• **Extract provided**
· · · ·

Integrative Holistic Counseling
All good counseling works on creating more harmony within people’s internal states. An integrative approach to counseling takes into consideration all relevant domains that affect the internal state of the person such as family history, relationships, community, nutrition, vocation, values, connection to body, religion, spirituality, etc.
One of the main principles of counseling is that all wounding happens in relationship and it is only through loving relationship that wounding can be repaired. This means that the therapeutic relationship and the authenticity and genuine caring between therapist and client becomes one of the principle tools through which healing and growth occur. Because the therapeutic relationship is so important in counseling, finding the right fit is a really important consideration. My approach is non-pathological, that is, I don’t analyze or critique or view my clients as somehow broken. I believe that at our core, we all have sanity, wisdom and beauty. My job is to help you to remove the blocks that get in the way of accessing your own wisdom.
My clients would likely describe me as warm, caring, strong, compassionate, accepting, wise, direct and professional, but down-to-earth and approachable. I understand that doing therapeutic work requires courage and vulnerability; I will honor your vulnerability by matching it with my transparency. My commitment is to help you to deepen into your own experience so that you may gain insight and resolution in order to experience more peace and equilibrium while also changing the things or behaviors that aren’t working for you in your life. I use my clinical judgment and wisdom to help you deepen your self-understanding, work through unresolved issues and trauma, and create positive changes in how you feel, live, and experience relationships.

· · · ·

• **Required action A**
For each statement below, say yes or no according to the counseling text and quote the exact words that decide it: (i) the approach views clients as somehow broken; (ii) nutrition is one of the domains an integrative approach takes into consideration; (iii) the client's vulnerability is to be matched with transparency.
• **Required action B**
Reproduce the counseling text word for word from "My clients would" to "and experience relationships.".
The items that follow come from a separate source.

• **Dataset**
· · · ·

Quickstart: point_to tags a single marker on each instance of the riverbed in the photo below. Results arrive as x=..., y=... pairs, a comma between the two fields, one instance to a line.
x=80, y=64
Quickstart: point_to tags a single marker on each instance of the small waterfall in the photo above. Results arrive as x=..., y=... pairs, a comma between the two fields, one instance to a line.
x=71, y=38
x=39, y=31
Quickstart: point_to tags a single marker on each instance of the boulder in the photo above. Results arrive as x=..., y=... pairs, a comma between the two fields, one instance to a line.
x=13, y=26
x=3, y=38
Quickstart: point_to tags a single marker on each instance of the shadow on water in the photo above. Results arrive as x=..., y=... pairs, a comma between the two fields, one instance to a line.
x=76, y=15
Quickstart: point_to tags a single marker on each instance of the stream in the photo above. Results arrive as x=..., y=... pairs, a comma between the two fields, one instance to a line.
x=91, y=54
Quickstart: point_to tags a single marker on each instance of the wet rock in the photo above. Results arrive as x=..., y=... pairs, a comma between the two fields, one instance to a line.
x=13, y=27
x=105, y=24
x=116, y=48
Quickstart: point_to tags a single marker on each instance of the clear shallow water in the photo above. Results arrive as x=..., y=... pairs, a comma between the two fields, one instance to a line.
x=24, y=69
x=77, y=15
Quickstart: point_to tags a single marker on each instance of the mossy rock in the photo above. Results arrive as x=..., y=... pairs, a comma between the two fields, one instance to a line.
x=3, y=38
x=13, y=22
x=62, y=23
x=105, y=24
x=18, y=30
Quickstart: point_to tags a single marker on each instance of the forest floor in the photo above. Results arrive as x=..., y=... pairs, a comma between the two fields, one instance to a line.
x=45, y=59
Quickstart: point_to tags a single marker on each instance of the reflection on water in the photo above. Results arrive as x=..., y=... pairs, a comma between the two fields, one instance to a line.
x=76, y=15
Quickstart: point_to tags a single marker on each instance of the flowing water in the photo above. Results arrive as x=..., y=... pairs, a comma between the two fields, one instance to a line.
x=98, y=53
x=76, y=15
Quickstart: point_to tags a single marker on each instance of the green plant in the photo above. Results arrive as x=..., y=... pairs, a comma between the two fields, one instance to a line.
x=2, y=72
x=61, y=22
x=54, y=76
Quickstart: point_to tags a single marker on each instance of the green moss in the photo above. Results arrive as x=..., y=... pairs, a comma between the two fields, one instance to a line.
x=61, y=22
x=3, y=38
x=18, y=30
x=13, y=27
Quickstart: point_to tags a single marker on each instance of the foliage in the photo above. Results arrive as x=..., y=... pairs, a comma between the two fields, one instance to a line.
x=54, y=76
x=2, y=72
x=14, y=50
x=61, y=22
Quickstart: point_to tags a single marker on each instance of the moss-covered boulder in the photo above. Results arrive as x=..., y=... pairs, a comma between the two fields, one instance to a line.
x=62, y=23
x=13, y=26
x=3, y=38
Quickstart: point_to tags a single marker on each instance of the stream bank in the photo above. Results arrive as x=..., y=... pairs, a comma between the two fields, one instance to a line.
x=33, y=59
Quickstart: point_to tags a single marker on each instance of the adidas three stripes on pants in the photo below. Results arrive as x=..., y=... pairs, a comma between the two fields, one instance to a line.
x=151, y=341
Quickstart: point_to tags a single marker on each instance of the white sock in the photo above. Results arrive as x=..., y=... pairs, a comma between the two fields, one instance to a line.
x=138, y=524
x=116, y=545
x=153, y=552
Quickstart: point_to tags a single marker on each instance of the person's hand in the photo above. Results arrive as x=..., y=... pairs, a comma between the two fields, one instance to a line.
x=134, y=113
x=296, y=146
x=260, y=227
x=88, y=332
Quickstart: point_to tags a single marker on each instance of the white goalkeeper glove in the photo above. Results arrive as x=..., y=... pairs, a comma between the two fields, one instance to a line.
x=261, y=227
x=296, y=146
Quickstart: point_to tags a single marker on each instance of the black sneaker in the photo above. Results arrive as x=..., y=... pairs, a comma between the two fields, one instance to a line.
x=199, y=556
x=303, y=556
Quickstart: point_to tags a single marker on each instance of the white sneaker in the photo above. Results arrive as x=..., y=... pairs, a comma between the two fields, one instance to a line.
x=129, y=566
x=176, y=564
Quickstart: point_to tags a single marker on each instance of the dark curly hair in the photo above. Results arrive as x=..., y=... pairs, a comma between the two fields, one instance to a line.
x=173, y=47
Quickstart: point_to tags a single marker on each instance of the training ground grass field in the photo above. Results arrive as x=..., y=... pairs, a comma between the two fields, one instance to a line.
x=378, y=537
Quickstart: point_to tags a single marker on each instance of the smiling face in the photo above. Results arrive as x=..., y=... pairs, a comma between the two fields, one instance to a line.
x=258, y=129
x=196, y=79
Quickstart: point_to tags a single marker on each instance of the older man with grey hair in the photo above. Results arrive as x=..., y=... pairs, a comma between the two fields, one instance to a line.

· · · ·

• **Exercise solution A**
(i) No: "I don’t analyze or critique or view my clients as somehow broken."
(ii) Yes: "such as family history, relationships, community, nutrition, vocation, values, connection to body, religion, spirituality, etc."
(iii) Yes: "I will honor your vulnerability by matching it with my transparency."

• **Exercise solution B**
My clients would likely describe me as warm, caring, strong, compassionate, accepting, wise, direct and professional, but down-to-earth and approachable. I understand that doing therapeutic work requires courage and vulnerability; I will honor your vulnerability by matching it with my transparency. My commitment is to help you to deepen into your own experience so that you may gain insight and resolution in order to experience more peace and equilibrium while also changing the things or behaviors that aren’t working for you in your life. I use my clinical judgment and wisdom to help you deepen your self-understanding, work through unresolved issues and trauma, and create positive changes in how you feel, live, and experience relationships.